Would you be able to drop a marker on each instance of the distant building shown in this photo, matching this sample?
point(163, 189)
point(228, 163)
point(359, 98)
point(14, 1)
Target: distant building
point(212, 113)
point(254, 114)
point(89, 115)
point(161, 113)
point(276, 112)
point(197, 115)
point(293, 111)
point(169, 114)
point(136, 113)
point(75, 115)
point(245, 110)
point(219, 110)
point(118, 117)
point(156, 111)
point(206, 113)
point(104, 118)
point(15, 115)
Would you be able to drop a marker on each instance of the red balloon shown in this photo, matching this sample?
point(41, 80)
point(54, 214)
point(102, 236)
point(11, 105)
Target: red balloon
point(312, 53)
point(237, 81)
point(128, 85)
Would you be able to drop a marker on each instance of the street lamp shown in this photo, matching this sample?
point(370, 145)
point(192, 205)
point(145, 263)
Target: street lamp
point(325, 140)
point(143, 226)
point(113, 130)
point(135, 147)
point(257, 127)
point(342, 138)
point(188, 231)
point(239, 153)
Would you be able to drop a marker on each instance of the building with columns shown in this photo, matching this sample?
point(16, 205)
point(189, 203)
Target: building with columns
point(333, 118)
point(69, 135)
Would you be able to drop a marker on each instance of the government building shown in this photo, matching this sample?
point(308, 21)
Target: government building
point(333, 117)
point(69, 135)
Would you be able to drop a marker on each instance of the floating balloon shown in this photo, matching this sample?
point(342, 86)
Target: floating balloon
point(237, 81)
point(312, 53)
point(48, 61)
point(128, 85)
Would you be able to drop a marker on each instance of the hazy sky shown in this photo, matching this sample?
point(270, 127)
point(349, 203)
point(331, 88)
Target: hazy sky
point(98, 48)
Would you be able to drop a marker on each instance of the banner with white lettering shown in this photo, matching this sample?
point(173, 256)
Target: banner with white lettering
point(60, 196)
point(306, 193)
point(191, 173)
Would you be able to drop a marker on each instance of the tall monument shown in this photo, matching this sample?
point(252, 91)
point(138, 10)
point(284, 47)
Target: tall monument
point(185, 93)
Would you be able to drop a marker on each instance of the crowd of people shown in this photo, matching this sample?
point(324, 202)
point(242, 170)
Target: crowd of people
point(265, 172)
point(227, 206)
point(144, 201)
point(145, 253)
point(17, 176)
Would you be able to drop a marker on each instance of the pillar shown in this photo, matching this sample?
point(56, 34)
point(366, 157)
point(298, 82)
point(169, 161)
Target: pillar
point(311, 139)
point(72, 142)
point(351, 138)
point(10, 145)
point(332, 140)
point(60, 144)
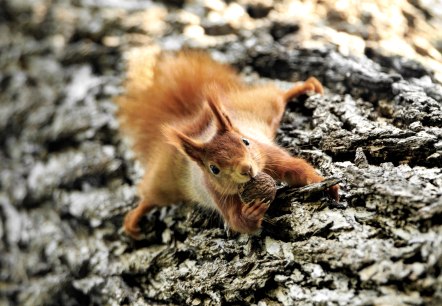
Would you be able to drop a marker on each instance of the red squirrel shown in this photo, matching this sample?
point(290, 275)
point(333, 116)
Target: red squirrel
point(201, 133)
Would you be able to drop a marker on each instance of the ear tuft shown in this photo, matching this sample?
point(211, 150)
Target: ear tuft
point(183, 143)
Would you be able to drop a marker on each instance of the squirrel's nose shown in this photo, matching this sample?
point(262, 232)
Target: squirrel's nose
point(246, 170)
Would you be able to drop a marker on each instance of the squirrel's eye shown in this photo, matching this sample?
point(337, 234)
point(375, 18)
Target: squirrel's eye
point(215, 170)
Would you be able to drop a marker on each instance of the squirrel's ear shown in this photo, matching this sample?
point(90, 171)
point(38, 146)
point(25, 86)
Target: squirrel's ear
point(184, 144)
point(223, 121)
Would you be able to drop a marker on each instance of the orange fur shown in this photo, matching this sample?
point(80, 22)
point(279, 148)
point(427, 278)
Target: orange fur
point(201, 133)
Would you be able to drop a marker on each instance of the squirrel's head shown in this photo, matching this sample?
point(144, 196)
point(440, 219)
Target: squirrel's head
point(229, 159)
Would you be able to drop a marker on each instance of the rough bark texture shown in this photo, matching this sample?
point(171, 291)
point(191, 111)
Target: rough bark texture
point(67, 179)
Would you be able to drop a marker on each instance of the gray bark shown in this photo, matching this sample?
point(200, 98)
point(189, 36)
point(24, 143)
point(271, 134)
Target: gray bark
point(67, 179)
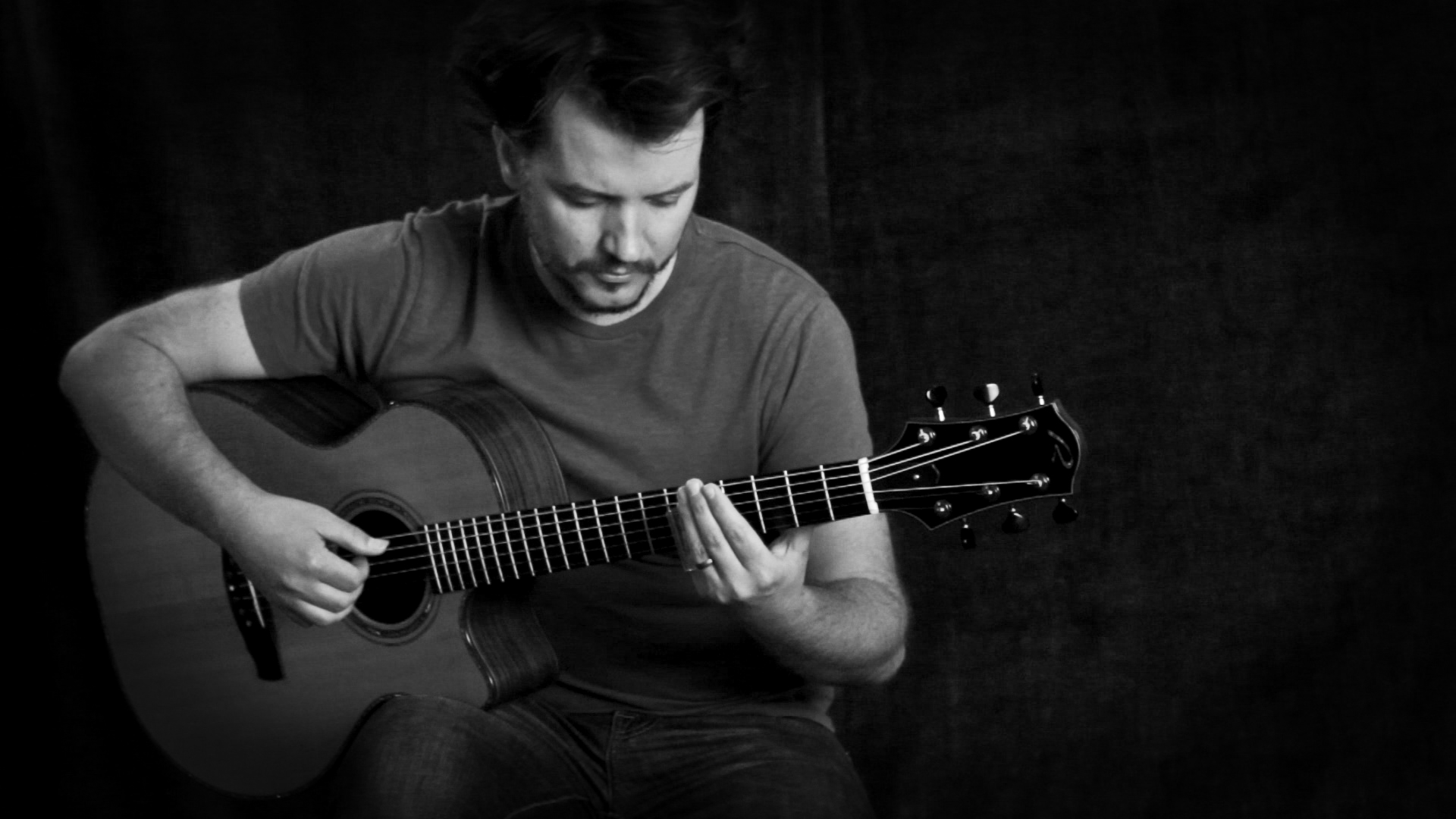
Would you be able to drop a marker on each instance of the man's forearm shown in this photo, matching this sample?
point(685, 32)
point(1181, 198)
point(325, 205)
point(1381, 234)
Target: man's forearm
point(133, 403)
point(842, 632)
= = =
§ **ASSIGNMENT**
Could you return the whole listing exactly, with every picture removed?

§ **YOUR SOLUTION**
Would you be able to drop a marker on each instance of the distant building shown in this photo, matching this sample?
point(163, 189)
point(228, 163)
point(359, 98)
point(14, 1)
Target: distant building
point(212, 113)
point(254, 114)
point(89, 115)
point(161, 113)
point(276, 112)
point(197, 115)
point(293, 111)
point(169, 114)
point(136, 113)
point(75, 115)
point(245, 110)
point(219, 110)
point(118, 117)
point(156, 111)
point(206, 113)
point(104, 118)
point(15, 115)
Would you be able to drop a marker on each instance of the red balloon shown in this photo, matching this sample?
point(41, 80)
point(54, 214)
point(102, 236)
point(11, 105)
Target: red balloon
point(312, 53)
point(237, 81)
point(128, 85)
Would you be able to drop a marker on each instance of the street lamp shown in this photo, matching this sample?
point(370, 145)
point(192, 205)
point(145, 263)
Target: street lamp
point(325, 140)
point(143, 226)
point(113, 130)
point(135, 147)
point(257, 127)
point(342, 138)
point(188, 231)
point(239, 153)
Would you be able to drop a marker on each instance of the building with columns shown in this photo, matching this sample?
point(16, 205)
point(189, 203)
Target: building with columns
point(333, 118)
point(69, 135)
Would you be able to drop a marker on each instance of the government building shown in this photo, matching this sample?
point(308, 21)
Target: government building
point(333, 117)
point(69, 135)
Would you be able to drop a marker on each instance of the floating balloon shown in this photo, matching this sample?
point(342, 86)
Target: floating balloon
point(237, 81)
point(312, 53)
point(48, 61)
point(128, 85)
Would you be able to drop a marker on each instance of the hazy sky shown in this photo, matching this sample?
point(270, 127)
point(349, 203)
point(331, 88)
Target: hazy sky
point(98, 48)
Would you be able to drop a marker on each instance of the banner with white lettering shown in this photo, matching this sample?
point(173, 256)
Target: banner with white lettering
point(60, 196)
point(306, 193)
point(191, 173)
Would you be able to drop a marker on each instance of the tall monument shown in this photo, matching this sample?
point(252, 91)
point(138, 10)
point(284, 47)
Target: tall monument
point(185, 93)
Would you be able to drop a marker on each instance of the crowd of people shown in this photo, matching this sample?
point(324, 202)
point(242, 170)
Target: crowd of people
point(265, 172)
point(227, 206)
point(144, 201)
point(145, 253)
point(17, 176)
Would you be able to drop a marker on each instance of the pillar shown in this photo, matching this sample?
point(56, 34)
point(366, 157)
point(298, 82)
point(169, 161)
Target: pillar
point(311, 139)
point(72, 142)
point(351, 138)
point(10, 145)
point(332, 140)
point(60, 144)
Would you be able to drop a marker on each instance of the red squirrel shown in this photo, matching this sample?
point(290, 275)
point(333, 116)
Target: red squirrel
point(201, 133)
Would you be able to drop a marker on each instance of the ear tuft shown in this photo, matching this sample?
point(211, 150)
Target: ear tuft
point(183, 143)
Would you be able to drop a marker on each instance of the squirrel's nose shown in this photo, matching this sample?
point(262, 232)
Target: squirrel's nose
point(246, 170)
Would you be able to drop a marker on each instance of the squirrel's eye shown in this photo, matching this sample?
point(337, 234)
point(375, 18)
Target: squirrel's eye
point(215, 170)
Would you be able to drop a marker on each instance of the squirrel's ear shown in this photo, matching this sample?
point(90, 171)
point(38, 146)
point(25, 86)
Target: squirrel's ear
point(184, 144)
point(223, 121)
Would you be able to drop a marker on each instance of the orange fur shown in this photo, matching this sample?
point(80, 22)
point(279, 148)
point(427, 278)
Target: orange fur
point(201, 133)
Would you be able to drop a marker on each instance of the squirrel's head shown in this photo, matching this sample?
point(144, 196)
point(440, 219)
Target: squirrel's head
point(229, 159)
Would you be able to drop a marker on each instance of the rough bark texture shown in this photo, matching this sample?
point(171, 291)
point(191, 111)
Target: rough bark texture
point(67, 179)
Would you be able to drop a marker on each instance of the gray bark shown in this photo, matching this sample?
point(200, 98)
point(189, 36)
point(24, 143)
point(271, 134)
Target: gray bark
point(67, 179)
Would you be able to drop a marker on each instance of the man's forearm shown in this photo, matching this sample?
point(685, 32)
point(1181, 198)
point(325, 205)
point(1381, 234)
Target: man's forearm
point(133, 403)
point(842, 632)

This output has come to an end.